**EXTRACTED INFORMATION:**
○ ○ ○ ○ ○ ○ ○
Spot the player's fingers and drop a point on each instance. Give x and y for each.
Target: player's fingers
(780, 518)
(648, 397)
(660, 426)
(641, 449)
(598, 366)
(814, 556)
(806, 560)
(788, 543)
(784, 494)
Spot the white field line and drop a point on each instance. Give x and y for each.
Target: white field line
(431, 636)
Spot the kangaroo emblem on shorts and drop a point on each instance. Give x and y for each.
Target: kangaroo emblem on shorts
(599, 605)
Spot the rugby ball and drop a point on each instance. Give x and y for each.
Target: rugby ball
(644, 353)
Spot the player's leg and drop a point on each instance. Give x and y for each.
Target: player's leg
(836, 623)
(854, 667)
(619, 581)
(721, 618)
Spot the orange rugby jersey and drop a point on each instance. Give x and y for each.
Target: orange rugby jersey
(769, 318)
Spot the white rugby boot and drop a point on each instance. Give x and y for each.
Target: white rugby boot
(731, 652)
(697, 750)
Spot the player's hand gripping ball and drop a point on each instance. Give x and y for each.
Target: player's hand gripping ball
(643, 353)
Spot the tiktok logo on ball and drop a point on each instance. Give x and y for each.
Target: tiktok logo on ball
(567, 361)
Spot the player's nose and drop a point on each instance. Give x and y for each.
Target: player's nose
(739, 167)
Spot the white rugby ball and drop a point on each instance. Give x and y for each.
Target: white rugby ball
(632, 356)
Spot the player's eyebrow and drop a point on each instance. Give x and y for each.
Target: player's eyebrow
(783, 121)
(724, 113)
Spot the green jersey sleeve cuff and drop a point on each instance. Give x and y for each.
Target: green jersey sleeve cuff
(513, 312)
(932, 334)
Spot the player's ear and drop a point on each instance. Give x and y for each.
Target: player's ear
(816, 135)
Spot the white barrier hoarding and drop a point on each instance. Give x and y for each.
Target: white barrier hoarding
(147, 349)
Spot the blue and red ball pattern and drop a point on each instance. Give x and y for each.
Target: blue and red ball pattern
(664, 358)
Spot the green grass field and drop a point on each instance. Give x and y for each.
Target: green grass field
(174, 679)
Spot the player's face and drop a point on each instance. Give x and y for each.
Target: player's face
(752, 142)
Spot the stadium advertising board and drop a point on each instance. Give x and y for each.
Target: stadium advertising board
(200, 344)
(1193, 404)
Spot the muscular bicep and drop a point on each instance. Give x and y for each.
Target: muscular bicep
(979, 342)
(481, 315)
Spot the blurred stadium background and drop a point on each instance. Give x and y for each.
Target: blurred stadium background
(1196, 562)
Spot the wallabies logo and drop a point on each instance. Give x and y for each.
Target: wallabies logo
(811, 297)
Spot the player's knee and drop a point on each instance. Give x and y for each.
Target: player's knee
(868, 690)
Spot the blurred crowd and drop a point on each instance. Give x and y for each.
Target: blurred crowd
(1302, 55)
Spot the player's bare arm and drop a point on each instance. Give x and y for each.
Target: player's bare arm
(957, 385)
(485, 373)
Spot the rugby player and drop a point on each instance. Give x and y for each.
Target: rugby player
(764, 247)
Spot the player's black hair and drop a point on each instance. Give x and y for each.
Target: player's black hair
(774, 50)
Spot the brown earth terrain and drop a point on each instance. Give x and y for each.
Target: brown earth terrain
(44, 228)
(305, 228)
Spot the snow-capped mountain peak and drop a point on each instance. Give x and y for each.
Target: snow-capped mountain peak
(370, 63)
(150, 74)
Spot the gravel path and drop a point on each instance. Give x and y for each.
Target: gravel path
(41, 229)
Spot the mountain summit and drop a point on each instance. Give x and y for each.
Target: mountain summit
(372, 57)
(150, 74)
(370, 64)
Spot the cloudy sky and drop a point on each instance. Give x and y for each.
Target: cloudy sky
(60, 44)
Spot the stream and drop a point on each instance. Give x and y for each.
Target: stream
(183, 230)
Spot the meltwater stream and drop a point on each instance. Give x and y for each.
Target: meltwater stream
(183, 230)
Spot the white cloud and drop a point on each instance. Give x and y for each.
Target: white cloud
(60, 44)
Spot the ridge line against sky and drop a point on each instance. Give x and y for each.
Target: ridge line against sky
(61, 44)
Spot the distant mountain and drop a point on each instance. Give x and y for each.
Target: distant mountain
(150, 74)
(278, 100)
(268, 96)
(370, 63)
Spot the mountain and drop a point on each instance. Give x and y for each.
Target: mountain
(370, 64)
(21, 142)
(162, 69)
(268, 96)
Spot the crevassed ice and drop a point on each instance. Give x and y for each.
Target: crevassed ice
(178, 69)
○ ○ ○ ○ ○ ○ ○
**ACTIVITY:** Exactly as given, restate all the lines above.

**SOLVED PROBLEM:**
Spot the player's fingers and drop a point on each instance. Give x and y for each.
Target: player's fingers
(780, 518)
(648, 397)
(660, 426)
(641, 449)
(598, 366)
(814, 556)
(806, 560)
(788, 543)
(784, 494)
Spot the white field line and drop a point on each instance. Give x and y for each.
Target: white field line
(431, 636)
Spot the kangaroo emblem on shorts and drop a point on each instance. Give x and y for each.
Target: kangaroo emblem on shorts
(599, 605)
Spot the rugby ball and drop a point on each instance. Give x and y for each.
Target: rugby ball
(644, 353)
Spot the player's leg and drop a point on each instance. Give x and y for each.
Target: player's leg
(836, 623)
(854, 667)
(619, 581)
(721, 618)
Spot the orange rugby jersey and drop a point on each instance. Give x and y for each.
Target: orange rugby jersey
(769, 318)
Spot the white rugby boot and drop a point on each instance. Give x and y for each.
Target: white rugby boot
(731, 652)
(697, 750)
Spot the player's hand gripping ball and drop a point on each instance. Give x and y for each.
Target: player's hand gripping ball
(643, 353)
Spot the tiktok logo on ball and drop a point on each instance. Give x and y for each.
Target: tiktok logo on ball
(567, 361)
Spot the player's nose and drop a point on each instance. Give x and y for each.
Target: player's nose
(739, 167)
Spot the white rugby ball and drop a point on each instance. Give x and y for each.
Target: white rugby ball
(632, 356)
Spot the player's eyebrow and drop a point on each instance. Give x and y for each.
Target: player's eyebrow
(783, 121)
(724, 113)
Spot the green jersey sleeve cuff and drop a point on each instance. Give x and y for each.
Target: green jersey sleeve cuff
(513, 312)
(932, 334)
Spot the player's ear and drop a point on each instance. Give x and y for each.
Target: player's ear
(816, 135)
Spot the white barrier hoarding and drop a point on each instance. Give x and y for each.
Target: white barrier hoarding
(147, 349)
Spot the blue and red ball pattern and drop a point on each instance. Give x and y for each.
Target: blue and red ball pattern
(664, 358)
Spot the green grass field and drop a point on each instance. Give x and y for each.
Target: green grass field
(174, 679)
Spot the player's face and drop a point on each instance. Give x and y for each.
Target: player's face
(752, 142)
Spot the stadium advertising board and drop a point on each instance. Give x and y for each.
Target: stadium advertising board
(200, 344)
(1193, 404)
Spot the muscular bicep and drop a point on each instance. Give x and y for each.
Target: muscular bicep
(979, 342)
(481, 315)
Spot the blurred stadium background and drop a point on each instance. Give x and y for each.
Target: blurred stadium background
(1196, 562)
Spot the wallabies logo and drop a point on each instance. Give x and y for each.
Target: wallabies logo
(811, 297)
Spot the player's knee and drop a point on each instance. Give x and y for each.
Target: player's knee
(868, 690)
Spot the blurred crowd and drop a point on each instance. Give x and y for each.
Target: blurred crowd
(1302, 55)
Spot the player's bare arm and drop a point on each instance. Give x and y for each.
Target: player's bare arm
(957, 385)
(485, 373)
Spot the rugby player and drop a point on each instance. Give x and y for each.
Target: rugby player
(764, 247)
Spot the player's black hair and drop a point on each instance. Give x and y for each.
Target: player's black hair
(774, 50)
Spot the brown earth terrain and drop a point on each instance. Give x and y for each.
Target: brown earth terrain
(44, 228)
(305, 228)
Spot the snow-capped mountain peak and drop a point on each instance. Give x and y for each.
Target: snow-capped mountain peak
(370, 63)
(150, 74)
Spot the gravel path and drop a point on each instance. Give x and y for each.
Target: gravel path
(41, 229)
Spot the mountain summit and drop a point on each instance. Give x and y for each.
Target: mountain summit
(372, 57)
(150, 74)
(370, 64)
Spot the cloudy sky and drop a point on each instance. Give x and y for each.
Target: cloudy sky
(60, 44)
Spot the stream and drop a point on each instance. Give x and y for each.
Target: stream
(183, 230)
Spot the meltwater stream and drop a point on each instance. Give x and y for each.
Target: meltwater stream
(183, 230)
Spot the white cloud and drop a point on each instance. Give x and y for each.
Target: white cloud
(60, 44)
Spot the ridge line against sky and drop a point on each instance. Give x and y for each.
Target: ridge line against sky
(61, 44)
Spot the distant mountain and drop a point on each instance. Give x and y for each.
Target: distant mountain
(150, 74)
(278, 100)
(268, 96)
(370, 63)
Spot the mountain and drop a point on each instance. Give x and y for each.
Target: mountain
(370, 64)
(21, 142)
(162, 69)
(268, 96)
Spot the crevassed ice and drop a point on each instance. Give x and y for each.
Target: crevassed ice
(178, 69)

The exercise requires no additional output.